*** Opening of Source document ***

It is pretty clear that Biden was trying to communicate an idea that is premised on a deeply racist and condescending worldview, so it’s to be expected that people would want to talk about that. It’s also to be expected that people would be making jokes about how the cute old man said “record player” like a grandpa. But what isn’t being discussed nearly enough is the fact that what Biden said was also a barely coherent, garbled word salad stumbling out of a brain that is clearly being eaten alive by a very serious neurological disease.


I’ve typed out a transcript of what Biden actually said, verbatim. There are no typos. I’ve also noted where Biden closes his eyes, probably to concentrate, which he does whenever he seems to be struggling especially hard to string words together. Try to read through it slowly, word-for-word, resisting the instinct to mentally re-frame it into something more coherent:


“Well they have to deal with the– Look, there is institutional segregation in this country. And from the time I got involved I started dealing with that. Redlining. Banks. Making sure that we’re in a position where– Look, talk about education. I propose that what we take is those very poor schools, the Title 1 schools, triple the amount of money we spend from 15 to 45 billion a year. Give every single teacher a raise that equal [closes eyes] raise to getting out– the sixty-thousand dollar level. 


“Number two: make sure that we bring into the help the–[closes eyes] the student, the, the teachers deal with the problems that come from home. The problems that come from home. We need–We have one school psychologist for every fifteen hundred kids in America today. It’s crazy. The teachers are reca–Now, I’m married to a teacher. My deceased wife is a teacher. They have every problem coming to them. [Closes eyes briefly] We have make sure that every single child does in fact have three, four, and five year-olds go to school–school, not daycare. School. We bring social workers into homes of parents to help them deal with how to raise their children. It’s not that they don’t wanna help, they don’t want–they don’t know quite what to do. Play the radio, make sure the television, [closes eyes tightly] the– ‘scuse me, make sure you have the record player on at night, the-the-the-the phone, make sure the kids hear words. A kid coming from a very poor school, [closes eyes] a very poor background, will hear four million words fewer spoken by the time they get there.”

*** Close of Source document ***
*** Opening of Provided records ***

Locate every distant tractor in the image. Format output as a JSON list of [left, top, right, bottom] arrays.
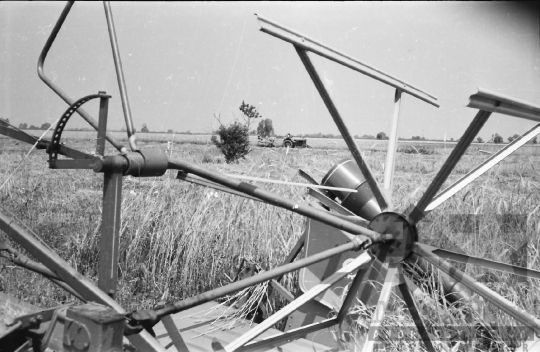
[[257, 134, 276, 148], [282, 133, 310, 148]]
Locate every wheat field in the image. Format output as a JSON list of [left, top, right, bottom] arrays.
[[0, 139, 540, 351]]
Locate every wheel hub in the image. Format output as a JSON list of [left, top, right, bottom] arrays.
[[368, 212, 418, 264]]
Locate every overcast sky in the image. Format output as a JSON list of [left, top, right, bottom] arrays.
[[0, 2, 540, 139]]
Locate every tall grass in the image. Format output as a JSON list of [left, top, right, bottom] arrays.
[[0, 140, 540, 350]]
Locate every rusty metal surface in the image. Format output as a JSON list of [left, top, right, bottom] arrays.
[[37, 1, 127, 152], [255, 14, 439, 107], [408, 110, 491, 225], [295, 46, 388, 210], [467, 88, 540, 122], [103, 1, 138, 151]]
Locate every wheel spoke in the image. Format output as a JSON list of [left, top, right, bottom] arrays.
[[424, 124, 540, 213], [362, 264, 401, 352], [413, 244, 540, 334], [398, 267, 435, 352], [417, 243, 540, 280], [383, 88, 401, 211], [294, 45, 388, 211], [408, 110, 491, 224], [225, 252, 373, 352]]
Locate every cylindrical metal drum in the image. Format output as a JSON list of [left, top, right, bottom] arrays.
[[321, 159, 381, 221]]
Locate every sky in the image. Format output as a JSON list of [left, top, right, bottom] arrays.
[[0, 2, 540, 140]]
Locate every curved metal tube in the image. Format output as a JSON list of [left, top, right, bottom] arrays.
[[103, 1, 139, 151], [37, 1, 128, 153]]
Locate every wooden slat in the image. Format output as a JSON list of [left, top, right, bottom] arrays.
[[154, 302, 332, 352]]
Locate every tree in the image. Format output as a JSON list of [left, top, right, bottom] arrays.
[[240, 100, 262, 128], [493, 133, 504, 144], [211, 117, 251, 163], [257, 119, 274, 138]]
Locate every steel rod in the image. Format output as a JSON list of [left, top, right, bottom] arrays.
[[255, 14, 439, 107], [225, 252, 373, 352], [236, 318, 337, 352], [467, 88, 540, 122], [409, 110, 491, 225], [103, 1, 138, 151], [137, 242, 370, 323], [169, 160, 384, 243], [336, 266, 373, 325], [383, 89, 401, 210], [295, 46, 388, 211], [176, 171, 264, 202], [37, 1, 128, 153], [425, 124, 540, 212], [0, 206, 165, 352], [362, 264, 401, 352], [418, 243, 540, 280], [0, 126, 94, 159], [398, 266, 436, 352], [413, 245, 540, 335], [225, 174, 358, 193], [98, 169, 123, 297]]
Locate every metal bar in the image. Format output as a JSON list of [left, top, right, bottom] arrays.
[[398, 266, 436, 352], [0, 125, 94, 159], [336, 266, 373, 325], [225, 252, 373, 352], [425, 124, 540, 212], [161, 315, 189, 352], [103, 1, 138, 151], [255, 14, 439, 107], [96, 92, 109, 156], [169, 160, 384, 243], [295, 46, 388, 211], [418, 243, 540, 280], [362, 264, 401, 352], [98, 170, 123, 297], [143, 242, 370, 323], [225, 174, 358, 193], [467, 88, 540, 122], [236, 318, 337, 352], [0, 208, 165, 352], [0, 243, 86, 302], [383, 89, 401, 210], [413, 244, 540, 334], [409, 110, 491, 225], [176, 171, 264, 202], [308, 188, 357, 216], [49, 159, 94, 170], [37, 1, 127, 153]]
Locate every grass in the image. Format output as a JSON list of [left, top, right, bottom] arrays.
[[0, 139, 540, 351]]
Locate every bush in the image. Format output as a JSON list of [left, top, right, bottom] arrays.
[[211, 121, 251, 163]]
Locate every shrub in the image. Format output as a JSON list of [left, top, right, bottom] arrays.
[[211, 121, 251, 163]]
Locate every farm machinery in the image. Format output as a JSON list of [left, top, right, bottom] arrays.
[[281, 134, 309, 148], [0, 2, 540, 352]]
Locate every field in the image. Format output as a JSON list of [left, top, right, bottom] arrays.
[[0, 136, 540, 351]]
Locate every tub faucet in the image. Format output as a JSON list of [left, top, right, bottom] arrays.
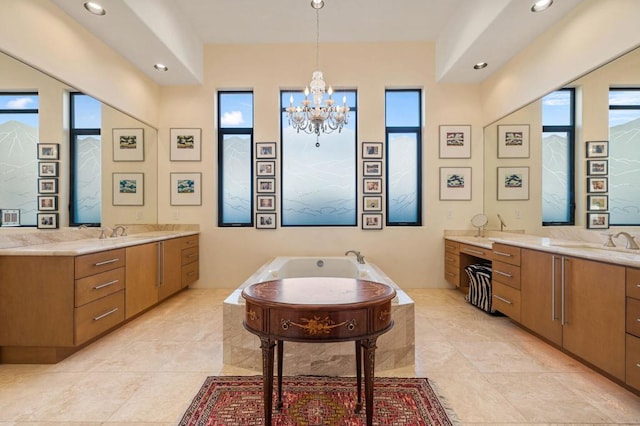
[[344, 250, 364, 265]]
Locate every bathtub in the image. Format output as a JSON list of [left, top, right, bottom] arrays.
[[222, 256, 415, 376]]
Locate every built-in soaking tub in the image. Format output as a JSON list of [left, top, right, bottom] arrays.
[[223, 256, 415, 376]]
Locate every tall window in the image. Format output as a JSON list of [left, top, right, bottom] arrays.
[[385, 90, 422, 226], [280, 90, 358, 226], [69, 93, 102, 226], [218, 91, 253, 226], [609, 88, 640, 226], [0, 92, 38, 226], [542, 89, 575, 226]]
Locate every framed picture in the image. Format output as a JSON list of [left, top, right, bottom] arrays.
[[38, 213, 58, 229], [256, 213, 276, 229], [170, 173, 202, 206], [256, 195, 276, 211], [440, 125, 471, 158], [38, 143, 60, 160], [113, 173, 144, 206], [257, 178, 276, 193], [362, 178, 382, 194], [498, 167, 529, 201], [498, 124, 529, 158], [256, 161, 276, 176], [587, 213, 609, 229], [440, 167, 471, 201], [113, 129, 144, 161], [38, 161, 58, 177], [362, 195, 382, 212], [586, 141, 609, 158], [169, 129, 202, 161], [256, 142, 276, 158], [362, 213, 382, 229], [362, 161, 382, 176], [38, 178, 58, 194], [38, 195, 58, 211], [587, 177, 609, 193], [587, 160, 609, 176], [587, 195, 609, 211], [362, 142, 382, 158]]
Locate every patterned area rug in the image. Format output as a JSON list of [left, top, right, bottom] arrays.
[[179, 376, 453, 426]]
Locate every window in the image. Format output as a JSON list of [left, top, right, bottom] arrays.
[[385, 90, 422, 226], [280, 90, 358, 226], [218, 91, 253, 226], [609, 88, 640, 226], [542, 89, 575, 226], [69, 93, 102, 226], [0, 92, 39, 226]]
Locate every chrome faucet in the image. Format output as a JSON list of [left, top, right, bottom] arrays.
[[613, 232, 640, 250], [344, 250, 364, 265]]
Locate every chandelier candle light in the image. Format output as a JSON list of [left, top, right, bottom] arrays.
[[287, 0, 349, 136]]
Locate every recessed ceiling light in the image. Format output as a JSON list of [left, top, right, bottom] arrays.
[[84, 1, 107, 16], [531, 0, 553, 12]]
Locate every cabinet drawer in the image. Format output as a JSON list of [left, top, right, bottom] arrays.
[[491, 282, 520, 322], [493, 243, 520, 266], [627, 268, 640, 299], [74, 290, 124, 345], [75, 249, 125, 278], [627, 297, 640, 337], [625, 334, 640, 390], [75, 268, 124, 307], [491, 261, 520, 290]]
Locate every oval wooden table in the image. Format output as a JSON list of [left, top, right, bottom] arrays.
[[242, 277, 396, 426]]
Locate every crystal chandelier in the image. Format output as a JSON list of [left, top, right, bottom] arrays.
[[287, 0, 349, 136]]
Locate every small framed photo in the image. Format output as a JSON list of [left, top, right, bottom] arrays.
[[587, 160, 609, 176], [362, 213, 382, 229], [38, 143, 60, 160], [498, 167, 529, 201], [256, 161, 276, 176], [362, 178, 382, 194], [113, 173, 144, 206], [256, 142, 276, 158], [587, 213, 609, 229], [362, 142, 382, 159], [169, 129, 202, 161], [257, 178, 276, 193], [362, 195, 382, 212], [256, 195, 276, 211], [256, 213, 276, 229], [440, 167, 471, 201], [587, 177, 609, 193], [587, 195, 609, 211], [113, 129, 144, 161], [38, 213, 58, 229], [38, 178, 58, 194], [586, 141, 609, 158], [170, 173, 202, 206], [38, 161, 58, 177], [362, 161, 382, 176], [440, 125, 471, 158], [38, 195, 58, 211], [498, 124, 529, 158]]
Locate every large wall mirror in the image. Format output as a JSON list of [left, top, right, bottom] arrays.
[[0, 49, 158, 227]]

*** Close of Provided records ***

Assignment 1: Duplicate the part of the article about Biden's remarks starting with "I’ve typed out" and going on through "sixty-thousand dollar level.".
Assignment 2:
Answer these questions using the article about Biden's remarks:
(a) Besides the words themselves, what does the author say was noted in the transcript?
(b) To what yearly amount does Biden propose raising spending on Title 1 schools?
(c) How many fewer words does Biden say a child from a very poor background will hear?
The records have no connection to the article about Biden's remarks.

Result 1:
I’ve typed out a transcript of what Biden actually said, verbatim. There are no typos. I’ve also noted where Biden closes his eyes, probably to concentrate, which he does whenever he seems to be struggling especially hard to string words together. Try to read through it slowly, word-for-word, resisting the instinct to mentally re-frame it into something more coherent:


“Well they have to deal with the– Look, there is institutional segregation in this country. And from the time I got involved I started dealing with that. Redlining. Banks. Making sure that we’re in a position where– Look, talk about education. I propose that what we take is those very poor schools, the Title 1 schools, triple the amount of money we spend from 15 to 45 billion a year. Give every single teacher a raise that equal [closes eyes] raise to getting out– the sixty-thousand dollar level.

Result 2:
(a) Where Biden closes his eyes.
(b) 45 billion a year.
(c) Four million.